- **Document passage**:
-- -- --
Tuesday, January 25, 2011

A Ramble About Career Students

“You search the Scriptures because you think that in them you have eternal life; and it is they that bear witness about me, yet you refuse to come to me that you may have life.” (John 5:39-40)

There comes a point in time when you just have to put your Bible down; your Bible, your devotionals, your study guides, all of it. There comes a point in time when you have to stop hiding behind the facade of learning about your faith, and start doing what your faith says to do. It is good to memorize scripture in order to keep your mind focused on where it belongs. It isn't good to continuously study on the pretext of learning something “more”.

There are people who attend college with a certain goal, a vocation, in mind. They go, they get their education, and then they go on to be teachers, doctors, lawyers, nurses, engineers, and so on. Then there are people who attend college to learn and because they're afraid of life, and then once they graduate, attend still more college and become career students. They don't enter the outside world because they're fascinated by learning more, but even more because they're afraid of the outside world and doing what it is they've been taught to do.
-- -- --
- **Exercise objective**: Reproduce verbatim the part of the passage about career students that begins at the words "There are people who attend college with" and stops after the words "taught to do.". The rows that follow have no connection to the passage about career students.

(Stored data entries)
-- -- --
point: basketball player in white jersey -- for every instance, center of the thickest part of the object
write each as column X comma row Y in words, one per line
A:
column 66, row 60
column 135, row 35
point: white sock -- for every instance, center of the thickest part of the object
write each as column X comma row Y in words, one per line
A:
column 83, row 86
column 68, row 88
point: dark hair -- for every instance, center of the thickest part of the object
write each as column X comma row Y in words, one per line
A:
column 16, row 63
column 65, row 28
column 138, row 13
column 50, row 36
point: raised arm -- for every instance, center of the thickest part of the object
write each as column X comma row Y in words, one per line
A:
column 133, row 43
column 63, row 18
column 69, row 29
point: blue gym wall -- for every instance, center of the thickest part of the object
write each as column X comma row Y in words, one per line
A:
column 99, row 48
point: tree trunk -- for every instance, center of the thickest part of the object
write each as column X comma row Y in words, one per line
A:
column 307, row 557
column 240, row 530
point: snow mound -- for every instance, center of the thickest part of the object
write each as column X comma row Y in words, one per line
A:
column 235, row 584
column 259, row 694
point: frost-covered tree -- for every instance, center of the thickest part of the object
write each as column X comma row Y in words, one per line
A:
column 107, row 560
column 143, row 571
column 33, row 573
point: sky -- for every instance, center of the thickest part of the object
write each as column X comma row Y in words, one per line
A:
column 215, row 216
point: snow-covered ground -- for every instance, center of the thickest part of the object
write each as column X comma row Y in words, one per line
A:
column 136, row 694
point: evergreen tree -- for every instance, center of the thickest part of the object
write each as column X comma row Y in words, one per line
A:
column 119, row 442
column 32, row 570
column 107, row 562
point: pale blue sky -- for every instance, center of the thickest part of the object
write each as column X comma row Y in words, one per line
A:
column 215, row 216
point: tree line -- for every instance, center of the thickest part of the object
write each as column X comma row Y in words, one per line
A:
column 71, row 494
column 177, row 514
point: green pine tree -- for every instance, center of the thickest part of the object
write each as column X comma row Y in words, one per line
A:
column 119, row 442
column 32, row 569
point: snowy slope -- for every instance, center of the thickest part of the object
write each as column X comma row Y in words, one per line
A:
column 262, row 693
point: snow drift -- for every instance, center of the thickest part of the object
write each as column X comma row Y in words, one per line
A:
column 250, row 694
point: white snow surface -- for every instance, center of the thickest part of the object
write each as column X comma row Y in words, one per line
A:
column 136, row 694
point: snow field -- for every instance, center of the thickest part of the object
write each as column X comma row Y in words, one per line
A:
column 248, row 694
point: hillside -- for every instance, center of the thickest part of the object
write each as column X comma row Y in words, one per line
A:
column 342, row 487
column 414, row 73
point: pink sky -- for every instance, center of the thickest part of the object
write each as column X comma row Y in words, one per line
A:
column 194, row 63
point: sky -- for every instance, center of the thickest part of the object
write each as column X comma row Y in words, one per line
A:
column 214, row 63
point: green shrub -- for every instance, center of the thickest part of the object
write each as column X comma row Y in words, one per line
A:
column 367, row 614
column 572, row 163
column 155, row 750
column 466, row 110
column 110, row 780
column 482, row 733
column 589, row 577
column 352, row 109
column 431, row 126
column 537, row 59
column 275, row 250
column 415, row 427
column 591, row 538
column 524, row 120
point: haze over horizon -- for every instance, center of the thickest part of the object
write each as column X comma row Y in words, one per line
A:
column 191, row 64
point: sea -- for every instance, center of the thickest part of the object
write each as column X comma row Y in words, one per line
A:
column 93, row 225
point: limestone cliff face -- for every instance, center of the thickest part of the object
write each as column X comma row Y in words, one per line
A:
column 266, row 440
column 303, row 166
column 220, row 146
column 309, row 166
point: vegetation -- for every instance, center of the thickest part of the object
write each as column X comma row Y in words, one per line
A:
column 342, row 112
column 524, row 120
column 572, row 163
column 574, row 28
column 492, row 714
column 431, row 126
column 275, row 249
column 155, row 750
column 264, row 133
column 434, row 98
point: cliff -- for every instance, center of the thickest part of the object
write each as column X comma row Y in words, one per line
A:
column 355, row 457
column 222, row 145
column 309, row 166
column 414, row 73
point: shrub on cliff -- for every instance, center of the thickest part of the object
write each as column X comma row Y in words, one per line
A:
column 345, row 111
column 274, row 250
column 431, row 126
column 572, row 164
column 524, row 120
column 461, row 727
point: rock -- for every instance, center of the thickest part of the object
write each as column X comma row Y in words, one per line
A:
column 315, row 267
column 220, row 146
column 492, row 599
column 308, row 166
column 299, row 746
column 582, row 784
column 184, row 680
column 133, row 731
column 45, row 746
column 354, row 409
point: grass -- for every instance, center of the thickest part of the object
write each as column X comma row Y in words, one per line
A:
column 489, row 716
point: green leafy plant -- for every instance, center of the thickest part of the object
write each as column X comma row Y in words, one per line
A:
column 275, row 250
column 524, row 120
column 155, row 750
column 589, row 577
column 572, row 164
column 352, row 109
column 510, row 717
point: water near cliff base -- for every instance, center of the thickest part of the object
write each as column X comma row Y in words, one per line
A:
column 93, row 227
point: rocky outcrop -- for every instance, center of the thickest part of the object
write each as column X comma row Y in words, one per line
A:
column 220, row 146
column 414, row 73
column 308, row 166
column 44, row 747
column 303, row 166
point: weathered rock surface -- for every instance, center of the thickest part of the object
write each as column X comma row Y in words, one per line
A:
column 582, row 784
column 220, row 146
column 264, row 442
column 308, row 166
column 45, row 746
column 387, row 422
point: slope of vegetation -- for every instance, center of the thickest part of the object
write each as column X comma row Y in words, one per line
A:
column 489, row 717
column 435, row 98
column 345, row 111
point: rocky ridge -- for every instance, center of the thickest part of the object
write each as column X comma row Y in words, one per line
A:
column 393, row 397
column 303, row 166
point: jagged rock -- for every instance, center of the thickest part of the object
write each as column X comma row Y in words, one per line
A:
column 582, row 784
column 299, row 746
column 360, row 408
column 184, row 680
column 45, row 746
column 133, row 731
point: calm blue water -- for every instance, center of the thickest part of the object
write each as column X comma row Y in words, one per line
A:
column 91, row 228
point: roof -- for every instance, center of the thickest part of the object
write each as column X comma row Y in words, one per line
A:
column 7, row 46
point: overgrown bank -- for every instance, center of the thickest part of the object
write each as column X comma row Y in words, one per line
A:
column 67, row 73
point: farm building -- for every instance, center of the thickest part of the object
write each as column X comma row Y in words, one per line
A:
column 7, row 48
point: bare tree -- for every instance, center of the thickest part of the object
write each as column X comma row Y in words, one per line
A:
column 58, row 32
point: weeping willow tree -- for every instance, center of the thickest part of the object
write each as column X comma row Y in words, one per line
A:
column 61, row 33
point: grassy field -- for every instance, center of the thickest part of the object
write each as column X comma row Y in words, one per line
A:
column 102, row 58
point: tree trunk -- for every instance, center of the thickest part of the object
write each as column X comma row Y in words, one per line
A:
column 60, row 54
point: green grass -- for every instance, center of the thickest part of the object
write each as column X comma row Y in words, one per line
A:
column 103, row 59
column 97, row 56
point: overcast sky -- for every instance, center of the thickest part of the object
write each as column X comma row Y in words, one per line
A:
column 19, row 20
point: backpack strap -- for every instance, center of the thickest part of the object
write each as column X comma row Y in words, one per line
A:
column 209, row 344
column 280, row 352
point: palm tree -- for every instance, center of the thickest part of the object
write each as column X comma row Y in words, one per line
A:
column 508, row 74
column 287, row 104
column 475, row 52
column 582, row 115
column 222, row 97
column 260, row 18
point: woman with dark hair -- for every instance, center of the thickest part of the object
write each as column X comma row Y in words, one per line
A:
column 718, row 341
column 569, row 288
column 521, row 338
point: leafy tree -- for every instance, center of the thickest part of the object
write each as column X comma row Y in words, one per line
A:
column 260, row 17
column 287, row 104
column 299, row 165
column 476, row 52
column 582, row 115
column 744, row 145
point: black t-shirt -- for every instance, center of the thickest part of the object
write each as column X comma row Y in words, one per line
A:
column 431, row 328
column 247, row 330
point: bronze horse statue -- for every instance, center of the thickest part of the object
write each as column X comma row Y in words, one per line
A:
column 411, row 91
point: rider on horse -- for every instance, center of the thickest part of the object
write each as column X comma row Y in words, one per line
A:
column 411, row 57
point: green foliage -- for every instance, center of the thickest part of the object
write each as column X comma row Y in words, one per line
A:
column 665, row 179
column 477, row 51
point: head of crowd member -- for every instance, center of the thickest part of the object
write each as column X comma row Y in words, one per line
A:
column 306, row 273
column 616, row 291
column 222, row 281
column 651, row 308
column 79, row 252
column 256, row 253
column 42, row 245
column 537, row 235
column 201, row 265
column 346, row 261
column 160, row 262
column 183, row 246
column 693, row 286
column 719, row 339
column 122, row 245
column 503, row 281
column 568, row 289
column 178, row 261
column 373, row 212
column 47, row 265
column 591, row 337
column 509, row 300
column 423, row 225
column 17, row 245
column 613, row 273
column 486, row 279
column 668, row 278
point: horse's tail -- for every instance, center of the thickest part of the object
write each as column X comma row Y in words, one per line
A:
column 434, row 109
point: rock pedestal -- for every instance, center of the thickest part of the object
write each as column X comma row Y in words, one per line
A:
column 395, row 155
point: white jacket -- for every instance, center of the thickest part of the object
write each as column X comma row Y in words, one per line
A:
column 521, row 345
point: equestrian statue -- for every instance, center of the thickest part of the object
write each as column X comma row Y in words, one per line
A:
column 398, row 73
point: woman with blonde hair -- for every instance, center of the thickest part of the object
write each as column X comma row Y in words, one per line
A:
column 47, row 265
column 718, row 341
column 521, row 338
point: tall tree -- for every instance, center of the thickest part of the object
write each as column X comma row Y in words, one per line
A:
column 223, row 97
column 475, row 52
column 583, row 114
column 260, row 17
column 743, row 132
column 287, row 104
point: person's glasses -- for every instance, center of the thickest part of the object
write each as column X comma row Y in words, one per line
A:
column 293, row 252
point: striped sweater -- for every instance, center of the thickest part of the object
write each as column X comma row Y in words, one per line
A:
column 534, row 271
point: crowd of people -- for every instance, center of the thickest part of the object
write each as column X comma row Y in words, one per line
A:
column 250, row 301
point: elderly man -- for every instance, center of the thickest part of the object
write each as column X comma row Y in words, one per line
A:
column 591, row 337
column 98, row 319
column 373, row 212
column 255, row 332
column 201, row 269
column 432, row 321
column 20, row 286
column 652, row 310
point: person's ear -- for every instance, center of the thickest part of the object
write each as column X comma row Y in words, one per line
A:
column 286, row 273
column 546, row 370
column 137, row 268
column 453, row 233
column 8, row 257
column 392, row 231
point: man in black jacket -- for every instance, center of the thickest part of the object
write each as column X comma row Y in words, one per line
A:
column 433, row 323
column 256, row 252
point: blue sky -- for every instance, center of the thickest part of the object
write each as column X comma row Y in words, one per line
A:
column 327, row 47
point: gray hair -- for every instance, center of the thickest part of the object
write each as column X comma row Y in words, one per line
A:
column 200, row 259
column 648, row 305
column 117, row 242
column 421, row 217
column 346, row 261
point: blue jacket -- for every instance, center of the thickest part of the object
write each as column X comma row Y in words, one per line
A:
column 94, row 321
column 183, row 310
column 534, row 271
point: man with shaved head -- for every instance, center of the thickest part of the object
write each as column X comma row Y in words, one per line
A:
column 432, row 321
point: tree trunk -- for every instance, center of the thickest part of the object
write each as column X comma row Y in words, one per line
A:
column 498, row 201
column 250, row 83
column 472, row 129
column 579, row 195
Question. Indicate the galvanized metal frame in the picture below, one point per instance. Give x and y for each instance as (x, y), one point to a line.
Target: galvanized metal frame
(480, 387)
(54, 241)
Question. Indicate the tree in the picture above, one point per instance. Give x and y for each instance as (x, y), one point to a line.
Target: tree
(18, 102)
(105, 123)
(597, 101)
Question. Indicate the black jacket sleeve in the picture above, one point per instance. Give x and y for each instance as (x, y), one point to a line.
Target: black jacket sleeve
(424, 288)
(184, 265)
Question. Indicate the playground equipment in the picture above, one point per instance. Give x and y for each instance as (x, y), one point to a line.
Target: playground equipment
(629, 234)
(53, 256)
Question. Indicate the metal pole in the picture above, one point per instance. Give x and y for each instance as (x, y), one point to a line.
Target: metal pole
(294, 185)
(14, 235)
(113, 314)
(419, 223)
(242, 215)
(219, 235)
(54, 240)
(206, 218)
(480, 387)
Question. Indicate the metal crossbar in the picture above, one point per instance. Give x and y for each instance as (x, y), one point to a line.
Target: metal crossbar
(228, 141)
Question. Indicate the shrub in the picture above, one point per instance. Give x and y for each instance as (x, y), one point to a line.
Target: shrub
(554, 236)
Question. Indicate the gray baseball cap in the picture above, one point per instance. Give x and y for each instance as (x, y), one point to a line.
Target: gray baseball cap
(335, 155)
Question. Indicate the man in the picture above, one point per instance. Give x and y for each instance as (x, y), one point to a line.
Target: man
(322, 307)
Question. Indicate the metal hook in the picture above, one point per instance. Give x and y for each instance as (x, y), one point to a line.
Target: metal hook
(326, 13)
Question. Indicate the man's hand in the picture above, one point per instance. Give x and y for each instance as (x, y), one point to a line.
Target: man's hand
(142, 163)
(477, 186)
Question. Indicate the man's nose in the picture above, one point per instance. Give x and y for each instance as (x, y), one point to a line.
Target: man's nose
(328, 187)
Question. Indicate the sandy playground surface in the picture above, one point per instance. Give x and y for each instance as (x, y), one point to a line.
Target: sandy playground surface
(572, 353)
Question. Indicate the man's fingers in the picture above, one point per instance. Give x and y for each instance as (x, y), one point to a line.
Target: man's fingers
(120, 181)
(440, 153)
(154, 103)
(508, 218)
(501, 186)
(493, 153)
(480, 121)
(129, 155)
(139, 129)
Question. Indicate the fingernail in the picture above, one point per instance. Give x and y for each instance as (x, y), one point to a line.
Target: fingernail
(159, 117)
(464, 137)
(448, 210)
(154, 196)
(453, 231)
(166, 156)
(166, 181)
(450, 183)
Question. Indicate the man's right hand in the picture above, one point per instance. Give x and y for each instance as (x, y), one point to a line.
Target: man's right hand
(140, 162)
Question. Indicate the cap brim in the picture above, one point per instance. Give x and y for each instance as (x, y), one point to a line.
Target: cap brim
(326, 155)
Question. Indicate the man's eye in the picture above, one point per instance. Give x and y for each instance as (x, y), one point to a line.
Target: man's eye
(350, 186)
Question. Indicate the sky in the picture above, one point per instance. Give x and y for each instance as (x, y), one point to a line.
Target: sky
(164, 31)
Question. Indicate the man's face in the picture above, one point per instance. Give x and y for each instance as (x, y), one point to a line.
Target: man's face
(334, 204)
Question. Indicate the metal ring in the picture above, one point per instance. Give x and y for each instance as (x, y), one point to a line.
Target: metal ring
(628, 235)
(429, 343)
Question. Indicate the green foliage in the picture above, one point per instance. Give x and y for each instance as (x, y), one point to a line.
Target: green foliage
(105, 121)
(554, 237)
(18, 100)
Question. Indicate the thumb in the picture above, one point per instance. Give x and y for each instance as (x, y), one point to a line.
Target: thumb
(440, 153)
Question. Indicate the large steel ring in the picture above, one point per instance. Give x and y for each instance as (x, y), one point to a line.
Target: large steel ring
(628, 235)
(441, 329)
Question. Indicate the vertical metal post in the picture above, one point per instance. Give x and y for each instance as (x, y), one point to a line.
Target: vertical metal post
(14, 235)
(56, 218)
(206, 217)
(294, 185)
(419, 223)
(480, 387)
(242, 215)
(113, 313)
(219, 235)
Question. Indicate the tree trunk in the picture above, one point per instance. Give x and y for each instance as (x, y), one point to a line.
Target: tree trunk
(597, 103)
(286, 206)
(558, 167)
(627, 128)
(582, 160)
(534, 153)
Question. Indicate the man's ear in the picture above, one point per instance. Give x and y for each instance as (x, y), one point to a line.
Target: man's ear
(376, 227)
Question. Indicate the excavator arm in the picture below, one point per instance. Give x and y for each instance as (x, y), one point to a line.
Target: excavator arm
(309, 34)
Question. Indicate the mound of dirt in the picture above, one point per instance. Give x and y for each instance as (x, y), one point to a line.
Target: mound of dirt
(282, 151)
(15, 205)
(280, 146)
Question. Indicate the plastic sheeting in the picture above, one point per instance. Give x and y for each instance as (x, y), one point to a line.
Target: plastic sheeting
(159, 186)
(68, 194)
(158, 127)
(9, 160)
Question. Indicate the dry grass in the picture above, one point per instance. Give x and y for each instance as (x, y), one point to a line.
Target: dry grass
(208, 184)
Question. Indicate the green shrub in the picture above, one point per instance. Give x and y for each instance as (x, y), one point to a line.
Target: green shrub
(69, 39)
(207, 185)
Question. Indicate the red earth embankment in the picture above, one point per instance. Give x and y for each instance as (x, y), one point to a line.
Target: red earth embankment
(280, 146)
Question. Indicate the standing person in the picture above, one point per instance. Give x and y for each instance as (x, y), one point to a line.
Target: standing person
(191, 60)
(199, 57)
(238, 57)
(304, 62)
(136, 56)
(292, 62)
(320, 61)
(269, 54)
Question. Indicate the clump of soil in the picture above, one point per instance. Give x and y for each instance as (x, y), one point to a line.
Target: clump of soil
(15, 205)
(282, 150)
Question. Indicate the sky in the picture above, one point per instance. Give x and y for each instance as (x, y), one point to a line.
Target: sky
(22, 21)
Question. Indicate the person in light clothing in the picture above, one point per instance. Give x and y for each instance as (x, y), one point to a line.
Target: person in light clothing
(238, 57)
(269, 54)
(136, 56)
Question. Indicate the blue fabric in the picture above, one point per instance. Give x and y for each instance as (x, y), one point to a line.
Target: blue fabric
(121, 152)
-- -- --
- **Problem solution**:
There are people who attend college with a certain goal, a vocation, in mind. They go, they get their education, and then they go on to be teachers, doctors, lawyers, nurses, engineers, and so on. Then there are people who attend college to learn and because they're afraid of life, and then once they graduate, attend still more college and become career students. They don't enter the outside world because they're fascinated by learning more, but even more because they're afraid of the outside world and doing what it is they've been taught to do.